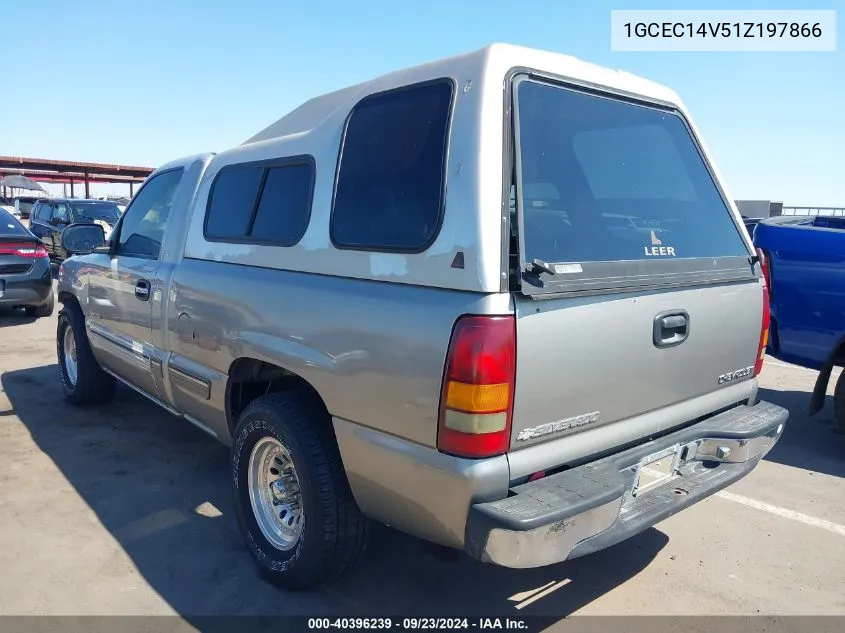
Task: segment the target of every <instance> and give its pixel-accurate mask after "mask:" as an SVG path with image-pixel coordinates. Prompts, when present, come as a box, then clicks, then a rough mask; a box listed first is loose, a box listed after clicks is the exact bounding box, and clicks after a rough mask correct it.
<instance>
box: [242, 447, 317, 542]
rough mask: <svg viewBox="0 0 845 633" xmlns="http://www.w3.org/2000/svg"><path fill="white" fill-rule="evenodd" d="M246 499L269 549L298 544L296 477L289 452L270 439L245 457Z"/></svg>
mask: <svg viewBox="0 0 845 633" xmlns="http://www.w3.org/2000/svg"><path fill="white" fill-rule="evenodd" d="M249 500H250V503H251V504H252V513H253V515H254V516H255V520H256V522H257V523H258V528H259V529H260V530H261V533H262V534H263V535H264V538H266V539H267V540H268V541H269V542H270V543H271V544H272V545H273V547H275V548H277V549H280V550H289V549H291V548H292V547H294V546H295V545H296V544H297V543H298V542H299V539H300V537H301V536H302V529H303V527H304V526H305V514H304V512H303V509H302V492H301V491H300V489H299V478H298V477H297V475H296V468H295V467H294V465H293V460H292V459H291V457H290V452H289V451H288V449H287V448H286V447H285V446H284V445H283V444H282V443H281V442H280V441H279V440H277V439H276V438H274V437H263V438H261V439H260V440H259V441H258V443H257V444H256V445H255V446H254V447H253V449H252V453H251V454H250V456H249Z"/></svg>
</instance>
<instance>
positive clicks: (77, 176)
● ● ●
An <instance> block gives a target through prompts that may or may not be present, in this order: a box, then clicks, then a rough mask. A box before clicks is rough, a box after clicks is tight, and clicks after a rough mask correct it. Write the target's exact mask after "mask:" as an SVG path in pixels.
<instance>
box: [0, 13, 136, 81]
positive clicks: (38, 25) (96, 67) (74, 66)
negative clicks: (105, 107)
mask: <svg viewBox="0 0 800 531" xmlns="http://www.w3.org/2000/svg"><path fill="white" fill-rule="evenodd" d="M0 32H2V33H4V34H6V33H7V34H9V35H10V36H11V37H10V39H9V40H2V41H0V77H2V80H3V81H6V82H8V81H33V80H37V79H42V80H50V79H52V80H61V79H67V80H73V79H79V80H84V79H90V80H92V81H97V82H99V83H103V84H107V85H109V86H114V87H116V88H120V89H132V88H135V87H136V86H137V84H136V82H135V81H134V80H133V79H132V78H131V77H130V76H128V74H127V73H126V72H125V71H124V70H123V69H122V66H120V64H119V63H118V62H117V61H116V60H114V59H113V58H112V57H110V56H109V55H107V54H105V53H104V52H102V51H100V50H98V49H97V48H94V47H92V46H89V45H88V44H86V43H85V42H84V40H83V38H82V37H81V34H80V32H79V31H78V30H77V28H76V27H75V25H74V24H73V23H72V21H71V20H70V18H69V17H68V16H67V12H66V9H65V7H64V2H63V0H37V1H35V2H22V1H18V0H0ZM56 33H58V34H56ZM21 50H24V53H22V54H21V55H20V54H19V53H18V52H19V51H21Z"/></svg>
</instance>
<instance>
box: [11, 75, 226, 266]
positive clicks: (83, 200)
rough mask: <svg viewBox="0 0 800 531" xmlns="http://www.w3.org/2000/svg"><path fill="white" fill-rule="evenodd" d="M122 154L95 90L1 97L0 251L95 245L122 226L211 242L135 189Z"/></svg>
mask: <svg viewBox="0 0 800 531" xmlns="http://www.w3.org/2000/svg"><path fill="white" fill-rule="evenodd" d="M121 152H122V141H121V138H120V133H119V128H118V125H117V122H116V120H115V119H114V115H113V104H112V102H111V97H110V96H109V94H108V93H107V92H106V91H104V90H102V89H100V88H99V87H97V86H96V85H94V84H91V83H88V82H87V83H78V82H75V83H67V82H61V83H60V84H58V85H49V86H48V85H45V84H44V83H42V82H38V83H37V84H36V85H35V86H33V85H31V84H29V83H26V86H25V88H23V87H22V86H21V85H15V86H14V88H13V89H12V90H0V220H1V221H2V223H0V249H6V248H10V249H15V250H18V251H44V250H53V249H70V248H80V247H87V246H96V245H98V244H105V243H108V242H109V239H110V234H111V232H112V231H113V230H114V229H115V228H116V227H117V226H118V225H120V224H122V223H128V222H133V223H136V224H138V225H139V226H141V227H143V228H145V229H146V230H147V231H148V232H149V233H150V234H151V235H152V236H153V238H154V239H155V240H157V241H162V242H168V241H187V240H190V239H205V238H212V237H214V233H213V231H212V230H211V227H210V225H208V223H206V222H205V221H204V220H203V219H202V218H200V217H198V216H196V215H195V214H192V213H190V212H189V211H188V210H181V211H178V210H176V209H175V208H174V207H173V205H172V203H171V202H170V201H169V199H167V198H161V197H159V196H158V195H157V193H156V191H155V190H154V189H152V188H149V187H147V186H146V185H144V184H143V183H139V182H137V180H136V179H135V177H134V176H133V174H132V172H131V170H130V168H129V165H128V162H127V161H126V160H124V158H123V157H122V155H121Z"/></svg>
● ● ●
__Task statement__: The expected answer is an exact copy of the lines above, beginning at the line with "Task: segment the" and ending at the line with "box: [242, 447, 317, 542]", with both ends in.

__Reply__:
Task: segment the target of every <instance> and give its pixel-accurate mask after "mask:" as an SVG path with image-pixel coordinates. Prompts, when present, come as a box, then clicks, then a rough mask; a box listed first is loose, a box listed after clicks is the exact bounding box, and clicks after a rough mask correct it.
<instance>
box: [242, 447, 317, 542]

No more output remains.